Given request: Copy out every line of the listing below word for word.

(Object pointing dataset rows)

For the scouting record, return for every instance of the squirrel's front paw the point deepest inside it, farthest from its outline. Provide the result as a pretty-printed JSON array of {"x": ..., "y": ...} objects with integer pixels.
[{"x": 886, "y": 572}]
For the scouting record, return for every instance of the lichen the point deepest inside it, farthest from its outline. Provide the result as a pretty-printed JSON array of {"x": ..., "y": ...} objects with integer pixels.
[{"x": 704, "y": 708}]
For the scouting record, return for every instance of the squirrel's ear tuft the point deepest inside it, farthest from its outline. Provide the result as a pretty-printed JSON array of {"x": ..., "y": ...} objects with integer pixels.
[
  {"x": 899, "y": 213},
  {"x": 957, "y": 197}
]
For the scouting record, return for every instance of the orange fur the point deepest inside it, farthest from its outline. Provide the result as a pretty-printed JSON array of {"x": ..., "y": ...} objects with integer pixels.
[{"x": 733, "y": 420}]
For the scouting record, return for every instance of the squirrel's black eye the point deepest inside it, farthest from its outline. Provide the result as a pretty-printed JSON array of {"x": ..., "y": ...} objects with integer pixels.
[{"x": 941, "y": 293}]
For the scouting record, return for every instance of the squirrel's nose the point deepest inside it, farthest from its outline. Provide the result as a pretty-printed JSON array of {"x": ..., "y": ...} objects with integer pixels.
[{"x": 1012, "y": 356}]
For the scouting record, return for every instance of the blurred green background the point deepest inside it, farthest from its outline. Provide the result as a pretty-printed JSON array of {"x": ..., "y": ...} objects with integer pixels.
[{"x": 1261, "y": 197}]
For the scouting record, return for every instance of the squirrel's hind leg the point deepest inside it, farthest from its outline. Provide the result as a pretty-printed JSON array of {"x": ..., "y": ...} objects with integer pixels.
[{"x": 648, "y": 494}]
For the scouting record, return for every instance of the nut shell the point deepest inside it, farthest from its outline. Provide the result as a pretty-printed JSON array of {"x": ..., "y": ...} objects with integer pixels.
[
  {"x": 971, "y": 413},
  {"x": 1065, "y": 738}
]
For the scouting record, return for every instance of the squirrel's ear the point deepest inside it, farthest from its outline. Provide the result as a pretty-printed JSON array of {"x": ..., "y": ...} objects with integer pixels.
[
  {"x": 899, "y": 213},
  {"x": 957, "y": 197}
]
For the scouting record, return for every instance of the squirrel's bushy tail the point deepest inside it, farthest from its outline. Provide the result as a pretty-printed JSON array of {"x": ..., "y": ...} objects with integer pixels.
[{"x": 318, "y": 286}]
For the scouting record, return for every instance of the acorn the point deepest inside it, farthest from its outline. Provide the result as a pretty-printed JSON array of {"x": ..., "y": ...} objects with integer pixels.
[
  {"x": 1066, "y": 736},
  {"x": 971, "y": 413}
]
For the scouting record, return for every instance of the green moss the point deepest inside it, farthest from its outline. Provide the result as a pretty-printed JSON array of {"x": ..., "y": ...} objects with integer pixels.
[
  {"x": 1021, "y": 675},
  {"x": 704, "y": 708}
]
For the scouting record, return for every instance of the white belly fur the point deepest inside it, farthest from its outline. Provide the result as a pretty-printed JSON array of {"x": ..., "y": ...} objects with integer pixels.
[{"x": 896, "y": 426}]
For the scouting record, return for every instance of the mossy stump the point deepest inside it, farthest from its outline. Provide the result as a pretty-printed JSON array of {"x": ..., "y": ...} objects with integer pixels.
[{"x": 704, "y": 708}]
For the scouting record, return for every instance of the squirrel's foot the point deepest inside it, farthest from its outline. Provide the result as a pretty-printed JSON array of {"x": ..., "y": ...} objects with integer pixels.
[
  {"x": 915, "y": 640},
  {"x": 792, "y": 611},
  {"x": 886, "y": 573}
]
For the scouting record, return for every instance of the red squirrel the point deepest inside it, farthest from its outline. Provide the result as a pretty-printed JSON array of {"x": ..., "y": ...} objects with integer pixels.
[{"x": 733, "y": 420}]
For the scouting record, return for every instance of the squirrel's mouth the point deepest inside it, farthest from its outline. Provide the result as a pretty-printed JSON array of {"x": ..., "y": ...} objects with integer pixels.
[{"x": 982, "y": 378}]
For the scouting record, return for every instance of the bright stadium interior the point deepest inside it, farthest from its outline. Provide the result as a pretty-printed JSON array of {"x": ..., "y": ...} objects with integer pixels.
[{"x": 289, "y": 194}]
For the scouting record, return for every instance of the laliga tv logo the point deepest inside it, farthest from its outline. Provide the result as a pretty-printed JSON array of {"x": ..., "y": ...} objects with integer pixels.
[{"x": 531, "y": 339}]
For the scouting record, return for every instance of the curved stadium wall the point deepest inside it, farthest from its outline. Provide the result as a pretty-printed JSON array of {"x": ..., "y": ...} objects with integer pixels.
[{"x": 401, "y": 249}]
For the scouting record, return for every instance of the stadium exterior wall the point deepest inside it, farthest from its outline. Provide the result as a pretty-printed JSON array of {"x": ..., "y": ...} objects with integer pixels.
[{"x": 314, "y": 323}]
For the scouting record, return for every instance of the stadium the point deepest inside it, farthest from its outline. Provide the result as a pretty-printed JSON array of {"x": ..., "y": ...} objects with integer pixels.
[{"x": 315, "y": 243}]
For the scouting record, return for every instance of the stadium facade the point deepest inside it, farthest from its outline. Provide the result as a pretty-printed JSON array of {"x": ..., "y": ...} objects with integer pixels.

Result of this exercise:
For the scouting record, return for every instance of the squirrel's front paw the point deepest inside it, farthest from its outline. Provide the result as a pretty-printed JSON array of {"x": ..., "y": ...} objects with integer pixels.
[{"x": 886, "y": 572}]
For the scouting record, return for every instance of the lichen the point deepest inside it, farthest from its outline. Provide the result as a pretty-printed JSON array of {"x": ..., "y": ...} objects with integer pixels.
[{"x": 704, "y": 708}]
For the scouting record, return for every instance of the squirrel's ear tuft the point deepest inside it, farthest from its outline. Provide the result as a pretty-printed JSON array of {"x": ..., "y": ...} objects with integer pixels.
[
  {"x": 899, "y": 213},
  {"x": 957, "y": 197}
]
For the scouting record, return for every instance of the orange fur the point deepest inside it, farthest from its outline. Provide the result as a pretty-printed JSON array of {"x": ..., "y": ...} objects with integer pixels.
[{"x": 733, "y": 420}]
For the scouting record, return for every instance of the squirrel's black eye the point deepest inside it, farthest from its outline. Provide the result as a pretty-printed JSON array of {"x": ..., "y": ...} objects with integer pixels.
[{"x": 941, "y": 293}]
For the scouting record, return for every instance of the squirrel's nose the point deepest inside it, farthest from its outline. Provide the result as a pretty-printed JSON array of {"x": ..., "y": ...} objects with integer pixels.
[{"x": 1012, "y": 356}]
For the scouting record, return for every instance of the blurred green background the point deepest inside it, farthest from its outline. Provide the result as a pretty-printed JSON array of {"x": ..., "y": ...} objects with integer pixels.
[{"x": 1261, "y": 197}]
For the scouting record, return for every instance of the squirrel's hind leg the point deepest inside it, farthest from its outline. Provide the result as a pretty-printed JSON array of {"x": ..., "y": ...} objects with integer pixels.
[{"x": 648, "y": 494}]
For the scouting record, return for every instance of the nut shell the point deepest inside it, farthest from its outline. Provide the result as a pretty-printed JSON array of {"x": ..., "y": ...} objects with integer pixels.
[
  {"x": 971, "y": 413},
  {"x": 1065, "y": 738}
]
For the scouting record, return for every instance of the squirrel's ear the point deepest inside it, farthest from its outline. Provide the result as a pretty-printed JSON array of {"x": ..., "y": ...} objects with integer pixels.
[
  {"x": 899, "y": 213},
  {"x": 957, "y": 197}
]
For the scouting record, return for every instance of the squirrel's bushy tail the point deepest inside it, farthest from its outline. Provide the result as a pretty-printed JSON array of {"x": ..., "y": ...} objects with integer pixels.
[{"x": 318, "y": 286}]
For the scouting record, return for every instance of the acorn the point deepest inside it, farthest from its outline. Provide the result as a pretty-printed JSON array of {"x": ..., "y": ...} objects with integer pixels.
[
  {"x": 1066, "y": 736},
  {"x": 971, "y": 413}
]
For the scouting record, return for every instance of the green moss the point deepest inside it, farthest from its outline. Provide the result as a pretty-printed JSON array of {"x": ..., "y": ...} objects with integer pixels.
[
  {"x": 1021, "y": 675},
  {"x": 704, "y": 708}
]
For the scouting record, return for every instance of the white belly fur the point deepest inside it, farthest from its outline. Provide the result as a pretty-printed JSON array of {"x": ..., "y": ...} objects with integer pixels.
[{"x": 896, "y": 426}]
For the scouting record, return for every instance of the mossy stump the point deepest inside it, farthest from its outline. Provide the result as a pretty-printed JSON array of {"x": ..., "y": ...} objects with integer pixels.
[{"x": 704, "y": 708}]
For the scouting record, return for every instance of the squirrel's foot the point deepest inside it, farthest from its outline. Provide the result as a pretty-printed JSON array of {"x": ..., "y": ...} objects with integer pixels.
[
  {"x": 915, "y": 640},
  {"x": 792, "y": 611},
  {"x": 886, "y": 573}
]
For the scouting record, return for every instance of the red squirrel the point deepest inside it, farthest from its outline. Provide the result as a pretty-printed JSON array of {"x": ..., "y": ...} objects with integer pixels.
[{"x": 733, "y": 420}]
For the scouting record, return for every instance of the squirrel's mouth the point deepest inside it, farthest from its outline. Provide the result as a pretty-printed JSON array of {"x": ..., "y": ...} objects with integer pixels.
[{"x": 982, "y": 378}]
For the scouting record, return for every instance of the bright stadium interior the point deepest inside it, farthest from its outline. Provide the result as a pretty-printed JSON array of {"x": ..., "y": ...} objects with integer pixels.
[{"x": 289, "y": 194}]
For the scouting record, return for every instance of the laliga tv logo the point deepest inside it, farthest from its outline. Provide the result as a pretty-printed JSON array of {"x": ..., "y": ...} objects with integer pixels.
[{"x": 531, "y": 339}]
For the scouting record, return for every instance of the curved stadium wall the point deepest inside it, farthest from its outline. Provide the result as a pretty-printed JSON array of {"x": ..., "y": ...} objects with integer pixels.
[{"x": 401, "y": 249}]
For the scouting record, return for every instance of the stadium exterior wall the point deepest inside it, farthest from its outline. Provide the result as a pretty-printed JSON array of {"x": ..., "y": ...} objects with integer pixels.
[{"x": 314, "y": 323}]
For the scouting record, return for every instance of the stadium the point deepest inside it, farthest from its outline. Provide the result as a pretty-printed JSON array of {"x": ..., "y": ...} objects with integer pixels.
[{"x": 315, "y": 243}]
For the scouting record, return for every instance of the stadium facade the point deepest inside it, farthest from its outline. Provide the result as a pretty-printed JSON array of {"x": ..., "y": ...} objects with integer pixels.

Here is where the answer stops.